- **Отрывок**:
━━━━━━━━━━━━━━━━━━━━

Въ концѣ 1841 года Бѣлинскій говорилъ о себѣ: "Я теперь въ новой крайности, это -- идея соціализма, которая стала для меня идеею идей, бытіемъ бытія"... Онъ сталъ проповѣдывать эту идею соціализма "со всѣмъ фанатизмомъ прозелита", по его же выраженію, и проповѣдью этой заполнены годы 1842--1846. Но, разумѣется, это была проповѣдь только въ узкомъ кругу друзей; изрѣдка и въ письмахъ къ Боткину Бѣлинскій прорывался горячей тирадой въ честь соціализма, и то, конечно, только въ тѣхъ письмахъ, которыя шли "окказіей", не по почтѣ, ибо "Шпекины,-- писалъ Бѣлинскій, -- распечатываютъ чужія письма не изъ одного личнаго удовольствія, но и по долгу службы, ради доносовъ"... Въ этихъ письмахъ "по-окказіи" Бѣлинскій восторженно говорилъ о грядущемъ соціалистическомъ хиліазмѣ, "тысячелѣтнемъ царствѣ Божіемъ на землѣ", восклицалъ, что настанетъ время и "Отецъ-Разумъ снова воцарится, но уже въ новомъ небѣ и надъ новой землей", проповѣдывалъ единство человѣчества, какъ цѣльной, идеальной личности, и т. д., и т. д. (письма къ Боткину отъ 8-го сентября 1841 года, 20-го апрѣля 1842 г. и др).
Въ своихъ журнальныхъ статьяхъ Бѣлинскій, разумѣется, не могъ прямо высказывать свои завѣтныя убѣжденія: проповѣдь соціализма въ тискахъ николаевской цензуры являлась, конечно, немыслимой. Бѣлинскаго иногда приводила въ отчаяніе эта невозможность подѣлиться съ читателями самыми цѣнными изъ своихъ новыхъ убѣжденій. "Истину я взялъ себѣ,-- говорилъ однажды Бѣлинскій (въ письмѣ къ Герцену отъ 26-го января 1845 года),-- но, вѣдь, я попрежнему не могу печатно сказать все, что я думаю и какъ я думаю. А чортъ ли въ истинѣ, если ее нельзя популяризовать и обнародовать?-- мертвый капиталъ"...

━━━━━━━━━━━━━━━━━━━━

- **Записи**:
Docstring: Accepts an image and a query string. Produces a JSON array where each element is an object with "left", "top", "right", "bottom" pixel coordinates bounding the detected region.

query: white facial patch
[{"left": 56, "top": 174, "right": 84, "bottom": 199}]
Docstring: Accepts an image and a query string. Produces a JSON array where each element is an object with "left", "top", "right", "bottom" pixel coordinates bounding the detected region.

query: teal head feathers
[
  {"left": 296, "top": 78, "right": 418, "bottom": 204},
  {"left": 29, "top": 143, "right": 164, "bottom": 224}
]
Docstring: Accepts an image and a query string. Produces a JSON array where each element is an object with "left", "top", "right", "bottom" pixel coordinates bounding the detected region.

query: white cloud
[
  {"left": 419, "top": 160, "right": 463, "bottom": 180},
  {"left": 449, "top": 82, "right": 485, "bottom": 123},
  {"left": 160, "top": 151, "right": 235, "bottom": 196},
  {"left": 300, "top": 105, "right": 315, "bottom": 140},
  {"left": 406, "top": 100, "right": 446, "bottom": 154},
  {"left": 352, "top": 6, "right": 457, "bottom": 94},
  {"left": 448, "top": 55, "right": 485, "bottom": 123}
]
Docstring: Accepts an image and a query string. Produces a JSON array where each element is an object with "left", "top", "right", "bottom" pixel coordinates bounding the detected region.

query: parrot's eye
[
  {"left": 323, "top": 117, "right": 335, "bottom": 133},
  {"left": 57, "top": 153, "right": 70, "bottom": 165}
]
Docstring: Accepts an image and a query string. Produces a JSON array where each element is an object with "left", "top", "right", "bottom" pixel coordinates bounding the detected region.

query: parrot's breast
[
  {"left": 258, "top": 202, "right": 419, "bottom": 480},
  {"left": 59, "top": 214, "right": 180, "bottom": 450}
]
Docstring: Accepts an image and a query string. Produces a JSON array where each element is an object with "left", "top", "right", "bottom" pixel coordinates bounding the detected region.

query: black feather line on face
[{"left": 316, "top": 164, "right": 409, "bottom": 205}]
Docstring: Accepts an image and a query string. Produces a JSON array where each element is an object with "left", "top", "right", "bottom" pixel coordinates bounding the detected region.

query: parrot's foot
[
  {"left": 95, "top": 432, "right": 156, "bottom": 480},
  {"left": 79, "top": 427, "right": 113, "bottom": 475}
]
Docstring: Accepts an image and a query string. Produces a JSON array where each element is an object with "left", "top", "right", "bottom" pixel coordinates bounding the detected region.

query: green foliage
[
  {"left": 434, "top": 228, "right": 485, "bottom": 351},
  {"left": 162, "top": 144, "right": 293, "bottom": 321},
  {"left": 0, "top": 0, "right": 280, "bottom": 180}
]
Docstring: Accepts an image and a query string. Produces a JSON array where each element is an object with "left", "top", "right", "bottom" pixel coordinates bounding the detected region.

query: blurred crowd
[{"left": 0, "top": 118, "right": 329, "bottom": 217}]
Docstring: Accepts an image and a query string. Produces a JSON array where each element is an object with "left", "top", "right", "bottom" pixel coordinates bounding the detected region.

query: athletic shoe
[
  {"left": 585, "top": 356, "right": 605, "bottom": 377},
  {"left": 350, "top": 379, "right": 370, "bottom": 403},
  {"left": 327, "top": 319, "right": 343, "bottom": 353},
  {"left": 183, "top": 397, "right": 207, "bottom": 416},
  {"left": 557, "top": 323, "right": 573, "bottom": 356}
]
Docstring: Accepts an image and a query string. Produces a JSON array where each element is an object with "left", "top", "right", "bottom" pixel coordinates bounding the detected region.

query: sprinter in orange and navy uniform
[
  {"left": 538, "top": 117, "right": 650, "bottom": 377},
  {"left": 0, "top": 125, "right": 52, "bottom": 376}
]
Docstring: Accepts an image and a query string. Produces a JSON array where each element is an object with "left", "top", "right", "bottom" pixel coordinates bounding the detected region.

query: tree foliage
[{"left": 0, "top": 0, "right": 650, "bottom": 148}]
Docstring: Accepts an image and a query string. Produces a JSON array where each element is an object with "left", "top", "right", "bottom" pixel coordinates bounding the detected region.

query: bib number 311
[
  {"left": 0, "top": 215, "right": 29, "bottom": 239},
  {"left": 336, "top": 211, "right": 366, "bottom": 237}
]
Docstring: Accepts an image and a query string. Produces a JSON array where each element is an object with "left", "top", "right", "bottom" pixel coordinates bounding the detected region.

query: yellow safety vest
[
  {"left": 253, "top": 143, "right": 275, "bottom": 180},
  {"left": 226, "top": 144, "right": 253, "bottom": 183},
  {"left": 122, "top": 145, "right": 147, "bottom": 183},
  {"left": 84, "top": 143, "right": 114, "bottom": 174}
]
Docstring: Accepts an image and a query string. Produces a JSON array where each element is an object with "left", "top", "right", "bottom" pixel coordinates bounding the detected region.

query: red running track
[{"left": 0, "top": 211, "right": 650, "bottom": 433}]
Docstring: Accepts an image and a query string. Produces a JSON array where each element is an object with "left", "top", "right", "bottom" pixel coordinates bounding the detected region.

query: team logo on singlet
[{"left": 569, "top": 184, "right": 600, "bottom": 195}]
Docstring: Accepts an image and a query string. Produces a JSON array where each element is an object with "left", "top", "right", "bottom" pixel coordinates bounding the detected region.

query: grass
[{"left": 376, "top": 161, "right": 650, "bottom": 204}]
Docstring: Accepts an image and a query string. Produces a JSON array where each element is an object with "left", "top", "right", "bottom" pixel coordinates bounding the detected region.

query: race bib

━━━━━━━━━━━━━━━━━━━━

Допишите следующую часть отрывка о Белинском и социализме, начав сразу после его последнего предложения.

И однако такая возможность все-таки была,-- и причиной ея была та "глупость цензуры", которой иногда такъ восхищался Бѣлинскій. Цензура порой не пропускала самыхъ невинныхъ вещей и тутъ же одобряла вещи, которыя никто въ то время не могъ бы надѣяться напечатать. Неудивительно поэтому, что и въ статьяхъ Бѣлинскаго часто проскальзывали выраженія его новой вѣры, его новыхъ убѣжденій, особенно по цѣлому ряду частныхъ вопросовъ. Тѣмъ интереснѣе та его статья, въ которой мы находимъ обобщеніе всѣхъ этихъ его взглядовъ, поскольку обобщеніе это было возможно въ рамкахъ николаевской цензуры.
Въ 1841 году появилась книга "Руководство къ всеобщей исторіи. Сочиненіе Фридриха Лоренца. Часть первая. Санктпетербургъ". Книга эта была составлена изъ лекцій, читанныхъ Лоренцомъ въ педагогическомъ институтѣ, и была только простымъ компилятивнымъ учебникомъ; Бѣлинскому надо было написать статью объ этой книгѣ. Повидимому, онъ хотѣлъ уклониться отъ этой обязанности, считая себя недостаточно подготовленнымъ для критической статьи по такому спеціальному вопросу; въ декабрѣ -- январѣ 1841-- 1842 года онъ гостилъ у Боткина въ Москвѣ, и, повидимому, предложилъ послѣднему написать статью о книгѣ Лоренца. Боткинъ, быть можетъ, и пообѣщалъ, но обѣщанія своего не исполнилъ; это видно изъ слѣдующаго начала письма Бѣлинскаго къ Боткину отъ 17-го марта 1842 г.: "Вотъ мнѣ и опять пришла охота писать къ тебѣ, Боткинъ. Но о чемъ писать?-- право не знаю: и хочется, и не о чемъ. Ну, пока не придумаю лучшаго, выругаю тебя хорошенько за то, вопервыхъ, что ты ничего не прислалъ мнѣ съ Кульчикомъ о Лоренцѣ, и тѣмъ ввергъ меня въ бѣдственное положеніе писать о томъ, чего не знаю"... (упоминаемый въ письмѣ "Кульчикъ" -- знакомый Бѣлинскаго и Боткина, Кульчицкій). Боткинъ, повидимому, отвѣтилъ на это письмо, такъ какъ мы имѣемъ въ свою очередь отвѣтъ Бѣлинскаго въ письмѣ отъ 31-го марта 1842 года: "О Лоренцѣ не хлопочи: преступленіе совершено, и въ 4-мъ No ["Отечественныхъ Записокъ" ты прочтешь довольно гнусную статью своего пріятеля -- ученаго послѣдняго десятилѣтія"... Такъ иронизировалъ надъ собой самъ Бѣлинскій.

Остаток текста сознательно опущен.